• [Your task]:
Repeat exactly the lines from the one containing "query (the noun phrase to segment): hardwood" through the last line of the records below, both included, and nothing else.

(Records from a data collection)

============

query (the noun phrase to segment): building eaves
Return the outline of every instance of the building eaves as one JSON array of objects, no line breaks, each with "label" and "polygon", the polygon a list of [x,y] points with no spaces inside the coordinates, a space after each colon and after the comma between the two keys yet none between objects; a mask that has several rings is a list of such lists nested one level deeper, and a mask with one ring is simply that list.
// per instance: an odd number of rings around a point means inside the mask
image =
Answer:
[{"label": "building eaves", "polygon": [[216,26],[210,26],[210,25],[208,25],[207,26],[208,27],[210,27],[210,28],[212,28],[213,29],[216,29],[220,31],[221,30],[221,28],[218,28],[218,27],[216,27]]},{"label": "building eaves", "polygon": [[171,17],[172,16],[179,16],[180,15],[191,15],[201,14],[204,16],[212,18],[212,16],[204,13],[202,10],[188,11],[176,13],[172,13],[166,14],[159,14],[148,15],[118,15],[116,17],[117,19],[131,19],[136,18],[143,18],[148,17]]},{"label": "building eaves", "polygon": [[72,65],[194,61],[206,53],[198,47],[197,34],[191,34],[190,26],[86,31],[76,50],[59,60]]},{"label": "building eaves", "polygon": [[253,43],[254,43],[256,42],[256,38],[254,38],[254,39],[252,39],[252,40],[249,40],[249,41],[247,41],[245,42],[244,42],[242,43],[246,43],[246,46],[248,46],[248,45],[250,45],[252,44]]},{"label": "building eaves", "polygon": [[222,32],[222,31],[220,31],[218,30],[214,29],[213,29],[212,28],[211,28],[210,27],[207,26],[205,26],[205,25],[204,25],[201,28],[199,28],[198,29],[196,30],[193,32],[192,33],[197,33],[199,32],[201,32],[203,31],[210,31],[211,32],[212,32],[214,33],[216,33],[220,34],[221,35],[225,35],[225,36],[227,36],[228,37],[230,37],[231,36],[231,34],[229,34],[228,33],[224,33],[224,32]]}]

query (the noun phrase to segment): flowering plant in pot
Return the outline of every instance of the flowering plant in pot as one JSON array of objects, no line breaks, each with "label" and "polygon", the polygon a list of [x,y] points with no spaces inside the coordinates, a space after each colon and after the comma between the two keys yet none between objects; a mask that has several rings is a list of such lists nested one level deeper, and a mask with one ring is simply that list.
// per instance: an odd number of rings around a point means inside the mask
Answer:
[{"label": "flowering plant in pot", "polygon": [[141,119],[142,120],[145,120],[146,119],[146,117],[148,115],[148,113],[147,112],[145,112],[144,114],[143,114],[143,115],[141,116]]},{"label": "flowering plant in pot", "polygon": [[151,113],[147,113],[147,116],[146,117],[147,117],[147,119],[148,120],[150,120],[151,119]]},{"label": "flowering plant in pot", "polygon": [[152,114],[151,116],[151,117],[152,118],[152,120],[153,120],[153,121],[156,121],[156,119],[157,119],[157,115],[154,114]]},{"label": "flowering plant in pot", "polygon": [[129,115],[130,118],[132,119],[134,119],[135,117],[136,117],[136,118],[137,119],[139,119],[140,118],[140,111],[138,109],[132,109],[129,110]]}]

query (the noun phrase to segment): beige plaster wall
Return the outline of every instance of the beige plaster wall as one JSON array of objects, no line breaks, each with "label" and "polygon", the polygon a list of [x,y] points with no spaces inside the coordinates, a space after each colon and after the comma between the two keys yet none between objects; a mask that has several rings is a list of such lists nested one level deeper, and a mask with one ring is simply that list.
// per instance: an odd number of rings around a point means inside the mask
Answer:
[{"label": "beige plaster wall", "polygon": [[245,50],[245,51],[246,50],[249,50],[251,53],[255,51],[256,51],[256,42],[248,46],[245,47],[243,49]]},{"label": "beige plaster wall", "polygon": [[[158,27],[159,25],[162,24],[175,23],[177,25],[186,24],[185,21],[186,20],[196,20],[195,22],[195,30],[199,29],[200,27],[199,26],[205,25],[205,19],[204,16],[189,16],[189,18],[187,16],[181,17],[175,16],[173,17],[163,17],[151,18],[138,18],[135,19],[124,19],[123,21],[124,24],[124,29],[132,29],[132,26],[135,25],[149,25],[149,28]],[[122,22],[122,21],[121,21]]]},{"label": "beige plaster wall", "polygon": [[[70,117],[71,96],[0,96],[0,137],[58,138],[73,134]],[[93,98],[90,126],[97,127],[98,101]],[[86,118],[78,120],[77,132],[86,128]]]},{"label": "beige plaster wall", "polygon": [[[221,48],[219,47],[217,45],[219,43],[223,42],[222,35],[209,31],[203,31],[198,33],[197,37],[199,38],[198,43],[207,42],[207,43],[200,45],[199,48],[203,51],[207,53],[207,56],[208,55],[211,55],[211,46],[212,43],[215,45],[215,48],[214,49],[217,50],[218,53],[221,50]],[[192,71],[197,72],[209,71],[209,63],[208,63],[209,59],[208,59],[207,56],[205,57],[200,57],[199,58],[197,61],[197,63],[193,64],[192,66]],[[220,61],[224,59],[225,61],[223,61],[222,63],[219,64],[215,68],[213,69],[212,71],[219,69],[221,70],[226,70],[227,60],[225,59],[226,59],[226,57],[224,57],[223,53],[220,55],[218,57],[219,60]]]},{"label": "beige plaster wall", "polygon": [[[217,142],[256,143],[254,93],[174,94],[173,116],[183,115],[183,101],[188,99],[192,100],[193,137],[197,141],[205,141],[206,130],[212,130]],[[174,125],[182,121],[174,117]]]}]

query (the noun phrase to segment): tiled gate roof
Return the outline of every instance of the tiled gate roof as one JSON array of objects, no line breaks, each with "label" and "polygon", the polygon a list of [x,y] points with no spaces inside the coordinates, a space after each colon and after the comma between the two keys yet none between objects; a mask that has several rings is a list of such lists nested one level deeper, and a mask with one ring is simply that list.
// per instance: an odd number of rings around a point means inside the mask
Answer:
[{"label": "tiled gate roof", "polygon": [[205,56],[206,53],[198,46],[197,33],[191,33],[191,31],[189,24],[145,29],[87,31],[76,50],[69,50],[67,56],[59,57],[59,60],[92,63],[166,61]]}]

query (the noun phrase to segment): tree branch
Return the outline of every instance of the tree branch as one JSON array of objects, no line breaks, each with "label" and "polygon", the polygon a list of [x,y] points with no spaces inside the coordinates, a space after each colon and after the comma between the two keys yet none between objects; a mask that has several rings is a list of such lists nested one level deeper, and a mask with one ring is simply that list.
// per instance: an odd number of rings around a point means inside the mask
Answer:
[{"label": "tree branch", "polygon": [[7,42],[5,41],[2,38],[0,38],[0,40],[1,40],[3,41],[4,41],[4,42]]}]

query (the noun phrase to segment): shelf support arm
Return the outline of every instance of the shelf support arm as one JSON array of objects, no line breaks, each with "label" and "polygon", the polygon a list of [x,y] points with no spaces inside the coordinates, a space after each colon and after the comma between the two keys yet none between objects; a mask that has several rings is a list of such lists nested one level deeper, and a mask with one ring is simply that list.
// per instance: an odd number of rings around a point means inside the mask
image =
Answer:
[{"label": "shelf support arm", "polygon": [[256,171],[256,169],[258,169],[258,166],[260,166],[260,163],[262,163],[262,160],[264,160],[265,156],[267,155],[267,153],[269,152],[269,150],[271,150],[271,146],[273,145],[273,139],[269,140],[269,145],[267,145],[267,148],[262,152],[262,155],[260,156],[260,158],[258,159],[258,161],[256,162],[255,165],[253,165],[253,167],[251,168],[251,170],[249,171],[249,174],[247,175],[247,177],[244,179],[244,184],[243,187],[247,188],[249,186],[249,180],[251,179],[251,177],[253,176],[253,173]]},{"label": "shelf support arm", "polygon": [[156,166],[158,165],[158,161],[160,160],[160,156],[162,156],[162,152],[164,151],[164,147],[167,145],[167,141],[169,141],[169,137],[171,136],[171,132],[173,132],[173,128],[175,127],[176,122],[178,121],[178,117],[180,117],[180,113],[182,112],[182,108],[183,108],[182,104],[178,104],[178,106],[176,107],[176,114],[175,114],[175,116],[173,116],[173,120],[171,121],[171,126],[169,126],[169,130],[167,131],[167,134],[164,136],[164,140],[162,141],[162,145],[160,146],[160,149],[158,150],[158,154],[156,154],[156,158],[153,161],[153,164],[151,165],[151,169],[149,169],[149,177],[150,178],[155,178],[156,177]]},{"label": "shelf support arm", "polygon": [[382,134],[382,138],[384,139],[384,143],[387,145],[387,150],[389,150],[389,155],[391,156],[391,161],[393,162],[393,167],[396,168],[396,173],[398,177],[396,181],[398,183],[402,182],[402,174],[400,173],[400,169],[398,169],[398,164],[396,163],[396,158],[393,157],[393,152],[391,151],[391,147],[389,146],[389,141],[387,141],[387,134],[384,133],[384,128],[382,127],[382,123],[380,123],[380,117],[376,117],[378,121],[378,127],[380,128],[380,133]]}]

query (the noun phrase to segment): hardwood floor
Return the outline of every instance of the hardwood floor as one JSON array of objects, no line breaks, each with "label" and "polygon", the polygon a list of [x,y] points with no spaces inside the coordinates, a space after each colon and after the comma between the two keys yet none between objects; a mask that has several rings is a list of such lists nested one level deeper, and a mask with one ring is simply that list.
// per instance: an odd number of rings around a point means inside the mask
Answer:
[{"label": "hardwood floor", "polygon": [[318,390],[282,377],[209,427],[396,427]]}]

============

• [Task solution]:
query (the noun phrase to segment): hardwood floor
Return the outline of every instance of the hardwood floor as one JSON array of objects, no line breaks, each with "label" and "polygon", the polygon a list of [x,y] points with no spaces inside the coordinates, a space after each colon and after the comma between the two keys yet none between objects; a mask that has several rings is a list of such lists nested one level deeper, and a mask with one ring is simply that list.
// per instance: an odd number of rings around a point means inside the mask
Answer:
[{"label": "hardwood floor", "polygon": [[318,390],[282,377],[209,427],[396,427]]}]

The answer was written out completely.